» EXTRAIT FOURNI
=======
Le Corse dans Napoléon

D'après l'historien français Arthur Chuquet, Napoléon Bonaparte était corse jusqu'au bout des ongles, et on retrouvait chez lui toutes les qualités et les défauts des Corses du XVIIIe siècle : il avait l'esprit de famille, il était reconnaissant, avait de la bravoure et de la fermeté, de la gravité, de la perspicacité et une promptitude de pensée naturelle aux Corses ; mais il était aussi superstitieux, dissimulé, inquiet et destructeur, et tenait les femmes comme des êtres d'une espèce inférieure...

Extrait de La Jeunesse de Napoléon, par Arthur Chuquet, tome I, Brienne, (1908).

  (...) Sans doute, il fallait distinguer en Corse la population des villes de celle des campagnes. Les Corses du dedans, les montagnards étaient, aux yeux de nos officiers, des hommes de la nature, des sauvages du Canada, des barbares. Les habitants des principaux ports avaient acquis, par leurs fréquentes communications avec l'étranger, une certaine politesse, et ils s'étaient toujours soumis à l'envahisseur qui tenait leur citadelle, d'abord aux Génois, puis aux Français. « L'état d'une partie de l'île, a dit Joseph Bonaparte, n'était pas l'état de l'autre; vaincu dans l'intérieur, le despotisme trouvait un asile dans les places maritimes. » Mais tous les Corses, qu'ils fussent nés sur le rivage de la mer ou dans le coeur du pays, offraient à peu près les mêmes traits caractéristiques.
=======
» LES DONNÉES
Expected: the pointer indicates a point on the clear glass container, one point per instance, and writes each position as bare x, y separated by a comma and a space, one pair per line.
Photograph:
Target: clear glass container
=======
» CE QU'IL FAUT FAIRE
Poursuivez l'extrait sur Napoléon et le caractère des Corses à partir de sa dernière phrase.

» VOTRE RÉPONSE
Napoléon ressemble à ces Corses du XVIIIe siècle.
Il est de petite taille et il a de beaux yeux et de belles dents.
Il ne fait d'excès d'aucun genre; il se rend à table comme avec regret, pour un quart d'heure, une demi-heure au plus; il ne boit guère, bien qu'il ait la tête forte et se vante un jour de vider quatre bouteilles sans s'échauffer. Ne disait-il pas qu'il tenait de sa mère la vilaine habitude de manger trop vite, et sa mère n'a-t-elle pas raconté qu'elle avait pour maxime de ne jamais satisfaire son appétit ?
Très simple dans sa mise, il veut être habillé comme un officier de sa garde.
L'esprit de famille est aussi vivace et aussi puissant chez lui que chez tous les Corses. S'il régente les siens et leur impose son inflexible vouloir, il les comble, les accable de bienfaits. Il écrivait en 1795 qu'il ne vivait que par le plaisir qu'il leur causait, et des contemporains regrettent qu'il ait eu des frères qui lui firent parfois une opposition violente : seul, il eût été plus tranquille, et peut-être n'aurait-il pas eu tous ces vastes desseins qui n'aboutirent pour la plupart qu'a mettre une couronne sur la tête d'un membre de sa famille.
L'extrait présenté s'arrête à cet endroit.